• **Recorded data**

****************************************

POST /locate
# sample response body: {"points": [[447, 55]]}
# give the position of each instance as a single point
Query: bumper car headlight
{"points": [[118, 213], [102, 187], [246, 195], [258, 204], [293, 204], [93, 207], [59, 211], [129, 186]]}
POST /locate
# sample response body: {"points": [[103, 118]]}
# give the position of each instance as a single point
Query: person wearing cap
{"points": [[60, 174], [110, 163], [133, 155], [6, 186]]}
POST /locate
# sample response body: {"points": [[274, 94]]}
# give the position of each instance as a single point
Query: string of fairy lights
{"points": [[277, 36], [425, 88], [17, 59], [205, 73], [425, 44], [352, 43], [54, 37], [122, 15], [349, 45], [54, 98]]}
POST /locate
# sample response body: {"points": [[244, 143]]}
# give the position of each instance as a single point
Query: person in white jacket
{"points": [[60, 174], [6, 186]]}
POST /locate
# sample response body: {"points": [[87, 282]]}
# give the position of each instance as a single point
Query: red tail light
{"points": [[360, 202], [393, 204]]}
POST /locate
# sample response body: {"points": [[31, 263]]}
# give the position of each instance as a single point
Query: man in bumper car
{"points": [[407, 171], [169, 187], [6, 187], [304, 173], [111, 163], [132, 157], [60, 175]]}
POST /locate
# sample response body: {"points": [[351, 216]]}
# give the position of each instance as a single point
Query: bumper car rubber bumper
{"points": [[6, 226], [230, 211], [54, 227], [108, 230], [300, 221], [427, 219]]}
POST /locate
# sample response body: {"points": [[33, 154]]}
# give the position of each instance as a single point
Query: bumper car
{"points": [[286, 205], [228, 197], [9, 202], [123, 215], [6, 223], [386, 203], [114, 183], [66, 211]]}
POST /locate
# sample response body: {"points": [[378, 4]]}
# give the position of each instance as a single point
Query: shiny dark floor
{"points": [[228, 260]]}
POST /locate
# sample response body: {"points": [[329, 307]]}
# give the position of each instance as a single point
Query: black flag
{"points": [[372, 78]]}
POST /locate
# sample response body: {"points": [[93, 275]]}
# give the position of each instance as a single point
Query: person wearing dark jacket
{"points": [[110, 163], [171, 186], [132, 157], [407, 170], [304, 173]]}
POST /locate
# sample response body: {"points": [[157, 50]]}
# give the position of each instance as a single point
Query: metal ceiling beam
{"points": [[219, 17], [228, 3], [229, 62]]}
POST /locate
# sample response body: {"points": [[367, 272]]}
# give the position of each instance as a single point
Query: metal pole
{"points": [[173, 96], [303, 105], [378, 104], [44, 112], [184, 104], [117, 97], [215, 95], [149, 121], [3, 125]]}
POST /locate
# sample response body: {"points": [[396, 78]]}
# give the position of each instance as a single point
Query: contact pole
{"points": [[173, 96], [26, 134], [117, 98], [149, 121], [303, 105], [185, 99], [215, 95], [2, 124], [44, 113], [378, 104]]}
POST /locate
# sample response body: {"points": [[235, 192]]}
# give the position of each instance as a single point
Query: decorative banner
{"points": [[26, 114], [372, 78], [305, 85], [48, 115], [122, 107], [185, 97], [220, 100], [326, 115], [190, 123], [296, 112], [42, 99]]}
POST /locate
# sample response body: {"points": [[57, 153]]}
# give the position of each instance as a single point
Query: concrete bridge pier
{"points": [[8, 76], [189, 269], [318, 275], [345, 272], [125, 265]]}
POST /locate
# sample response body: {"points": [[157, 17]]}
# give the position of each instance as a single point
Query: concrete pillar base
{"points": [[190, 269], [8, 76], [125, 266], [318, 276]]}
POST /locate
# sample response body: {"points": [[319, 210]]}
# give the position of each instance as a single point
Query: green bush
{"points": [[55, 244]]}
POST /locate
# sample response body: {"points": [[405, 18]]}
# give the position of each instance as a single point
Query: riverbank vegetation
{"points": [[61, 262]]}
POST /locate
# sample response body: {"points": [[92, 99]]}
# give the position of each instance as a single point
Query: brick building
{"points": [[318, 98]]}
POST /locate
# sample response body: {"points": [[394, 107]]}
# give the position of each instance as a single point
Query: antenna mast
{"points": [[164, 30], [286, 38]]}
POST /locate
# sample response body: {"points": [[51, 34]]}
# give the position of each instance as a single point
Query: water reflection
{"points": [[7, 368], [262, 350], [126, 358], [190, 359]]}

****************************************

• **GIVEN TASK**
Select every line of the data above that contains the string "metal", and copy each one out in full.

• **FINISHED EXERCISE**
Query: metal ceiling beam
Query: metal pole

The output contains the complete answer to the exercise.